Scientists Find First Instance of Water Clouds Outside Our Solar System
A cloudy day here on Earth might be a sign for gloom, but elsewhere in the universe, to behold one is a scientific achievement.
In this case, a team of researchers from UC Santa Cruz announced that they have detected water clouds for the first time outside our solar system on a brown dwarf known as WISE 0855, which is around 7.2 light-years away from Earth.
The study was published back in May in Astrophysical Journal Letters by a team from UC Santa Cruz and NASA and updates what we currently know about the dwarf, which was discovered in 2014 by NASA’s Wide-field Infrared Survey Explorer (WISE).
Scientists had detected tentative water clouds back in the original study, but had limited photometric data, and needed a deeper infrared image to confirm. Using the Gemini North telescope in Hawaii, they were able to use spectroscopy to gather more information. Researchers confirmed that the dwarf’s atmosphere is “dominated by water vapor and clouds.”
“It’s five times fainter than any other object detected with ground-based spectroscopy at this wavelength,” co-author and assistant professor of astronomy and astrophysics at UC Santa Cruz Andrew Skemer said. “Now that we have a spectrum, we can really start thinking about what’s going on in this object.”
In regards to planets in our solar system, WISE 0855 is closest in composition to Jupiter, although it’s much larger—five times larger in fact. It’s considered a “failed star” or a “brown dwarf” because it was formed in the same way as stars, but wasn’t large enough to ignite the nuclear fusion reactions required to make a star. Its average temperature is about 250 Kelvin, or minus 10 degrees Fahrenheit, making it nearly as cold as Jupiter, which clocks in at around 130 Kelvin.
WISE 0855 and Jupiter are also both similar in water absorption features, but researchers noted that Jupiter has an abundance of phosphine in its atmosphere, meaning it has a more turbulent atmosphere. WISE 0855 doesn’t.
Researchers hope to use WISE to uncover more brown dwarfs that’ll allow them to study the chemical properties in Jupiter’s atmosphere, but on another body. With these results, they also hope to better understand the nature of clouds on objects besides Earth and the atmospheres of colder planets.

_WHAT YOU ARE ASKED TO DO_
List every celestial body that the water clouds article above refers to by name.

_EXERCISE DATA_

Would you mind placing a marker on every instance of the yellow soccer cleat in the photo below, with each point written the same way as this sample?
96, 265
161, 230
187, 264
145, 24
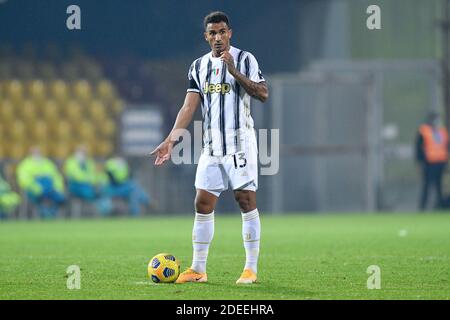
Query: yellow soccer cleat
191, 275
247, 277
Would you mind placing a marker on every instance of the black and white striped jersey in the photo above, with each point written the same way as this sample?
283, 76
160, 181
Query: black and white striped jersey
225, 104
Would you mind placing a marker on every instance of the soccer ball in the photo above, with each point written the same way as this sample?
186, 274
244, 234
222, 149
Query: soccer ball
163, 267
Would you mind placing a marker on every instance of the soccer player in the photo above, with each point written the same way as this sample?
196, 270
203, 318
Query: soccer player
223, 82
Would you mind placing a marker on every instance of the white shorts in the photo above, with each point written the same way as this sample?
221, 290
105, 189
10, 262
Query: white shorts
240, 170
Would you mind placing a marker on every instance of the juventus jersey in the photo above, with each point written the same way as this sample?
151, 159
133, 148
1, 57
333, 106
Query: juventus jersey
227, 122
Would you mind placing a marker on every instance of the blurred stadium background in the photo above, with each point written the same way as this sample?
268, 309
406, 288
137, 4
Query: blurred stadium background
347, 100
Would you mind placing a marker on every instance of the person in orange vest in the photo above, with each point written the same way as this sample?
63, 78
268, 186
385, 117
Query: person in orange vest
432, 146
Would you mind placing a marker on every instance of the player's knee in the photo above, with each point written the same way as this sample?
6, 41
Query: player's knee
203, 206
245, 201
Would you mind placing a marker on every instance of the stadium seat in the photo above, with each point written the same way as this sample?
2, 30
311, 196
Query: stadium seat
86, 131
40, 130
28, 111
73, 111
17, 151
63, 130
17, 131
60, 150
103, 148
7, 113
97, 111
51, 110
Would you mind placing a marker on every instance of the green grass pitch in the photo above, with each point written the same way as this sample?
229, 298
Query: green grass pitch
302, 257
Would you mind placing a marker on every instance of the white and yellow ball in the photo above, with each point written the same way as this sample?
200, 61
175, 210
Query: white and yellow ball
163, 267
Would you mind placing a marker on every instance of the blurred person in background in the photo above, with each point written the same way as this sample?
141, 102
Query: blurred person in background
82, 179
43, 184
432, 155
122, 185
9, 200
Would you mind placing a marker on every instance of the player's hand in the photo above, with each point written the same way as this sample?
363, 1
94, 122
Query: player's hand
162, 152
226, 57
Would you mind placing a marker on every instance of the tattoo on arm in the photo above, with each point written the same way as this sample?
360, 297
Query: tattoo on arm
257, 90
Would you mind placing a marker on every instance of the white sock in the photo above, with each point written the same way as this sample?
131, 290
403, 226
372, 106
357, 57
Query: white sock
202, 235
251, 231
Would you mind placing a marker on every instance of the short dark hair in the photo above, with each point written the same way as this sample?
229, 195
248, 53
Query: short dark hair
216, 17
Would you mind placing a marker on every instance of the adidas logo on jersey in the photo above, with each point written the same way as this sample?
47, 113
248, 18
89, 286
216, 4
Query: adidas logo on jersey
216, 88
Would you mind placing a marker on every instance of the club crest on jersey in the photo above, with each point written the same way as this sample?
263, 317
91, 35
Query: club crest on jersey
221, 88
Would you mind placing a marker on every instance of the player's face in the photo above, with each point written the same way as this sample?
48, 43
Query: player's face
218, 36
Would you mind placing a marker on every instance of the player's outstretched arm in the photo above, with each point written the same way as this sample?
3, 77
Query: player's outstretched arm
184, 117
257, 90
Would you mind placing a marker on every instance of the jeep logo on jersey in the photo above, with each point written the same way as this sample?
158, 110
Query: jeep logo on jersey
216, 88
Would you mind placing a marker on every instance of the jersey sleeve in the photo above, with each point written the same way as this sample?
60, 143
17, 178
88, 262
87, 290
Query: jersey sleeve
255, 73
192, 85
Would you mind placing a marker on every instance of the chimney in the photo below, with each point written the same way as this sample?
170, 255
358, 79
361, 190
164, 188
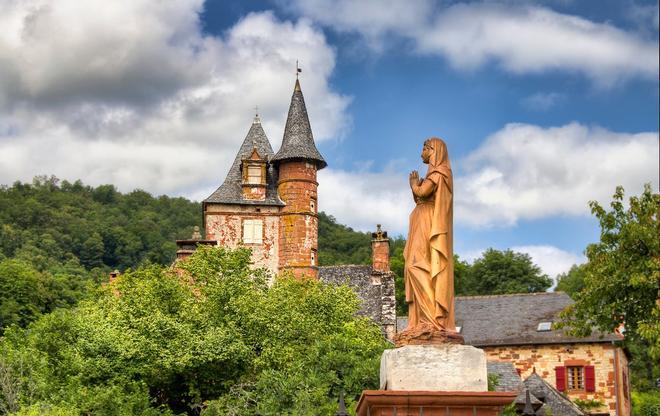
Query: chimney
113, 275
380, 249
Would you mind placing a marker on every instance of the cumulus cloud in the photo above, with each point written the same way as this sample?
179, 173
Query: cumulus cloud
542, 101
524, 39
552, 260
365, 198
528, 172
133, 93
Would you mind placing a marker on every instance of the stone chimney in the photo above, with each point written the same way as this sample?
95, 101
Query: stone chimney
380, 249
113, 275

_FINISHED EXERCISE_
Earth, WISE 0855, Jupiter